● **STATED GOAL**: Write out the Laura Lockwood article below from "The Tampa Bay Buccaneers Community" up to and including "would be selected.", substituting "runners-up" for "semi-finalists".

She's never made a game-saving tackle. She's never scored a go-ahead touchdown or kicked a last-second field goal. She's never even stepped on an NFL field, for that matter. Yet the National Football League has fallen in love with the amazing abilities of Laura Lockwood, the Tampa Bay Buccaneers 2000 Community Quarterback winner.

Since November of 2000, NFL Charities has dispersed over $50,000 to ManaTEENs, the organization Lockwood founded in 1994…at the age of 12. On February 17, 2003, the NFL named Lockwood and her ManaTEENs one of five Silver Medalists in the NFL's Junior Community Quarterback Grant Program. This prestigious award acknowledges the benefits that the ManaTEEN's have provided to their community and more importantly rewards them with a $15,000 grant to continue their outstanding works.

Lockwood's journey with the NFL began just prior to Thanksgiving in 2000. During a ceremony to honor the Buccaneers' 10 Community Quarterback Award finalists, a shy, 17 year-old girl sat at a table with her family in the Club Level of Raymond James Stadium and listened to Buccaneers LB Derrick Brooks discuss the importance of community involvement. Lockwood was one of those finalists.

The Tampa Bay Buccaneers Community Quarterback Award, sponsored by NFL Charities, honors volunteers who demonstrate leadership, dedication and a commitment to bettering the community in which they live.

That evening, each of the 10 award-winners was recognized for his or her community contributions and given $1,000 to apply to their respective charities. In addition, two semi-finalists and an overall winner from among those 10 was revealed. Brooks announced those winners as well, and Lockwood's heart sank a little as two of the other finalists were called and awarded an additional $2,500. As Brooks prepared to announce the $10,000 winner, Lockwood looked around to guess which of her fellow community quarterbacks would be selected.

● **DATASET CONTENT**:
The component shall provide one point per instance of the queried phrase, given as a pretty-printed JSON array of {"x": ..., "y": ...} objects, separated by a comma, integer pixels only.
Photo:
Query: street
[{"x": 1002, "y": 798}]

● **THE REPLY**:
The Tampa Bay Buccaneers Community Quarterback Award, sponsored by NFL Charities, honors volunteers who demonstrate leadership, dedication and a commitment to bettering the community in which they live.

That evening, each of the 10 award-winners was recognized for his or her community contributions and given $1,000 to apply to their respective charities. In addition, two runners-up and an overall winner from among those 10 was revealed. Brooks announced those winners as well, and Lockwood's heart sank a little as two of the other finalists were called and awarded an additional $2,500. As Brooks prepared to announce the $10,000 winner, Lockwood looked around to guess which of her fellow community quarterbacks would be selected.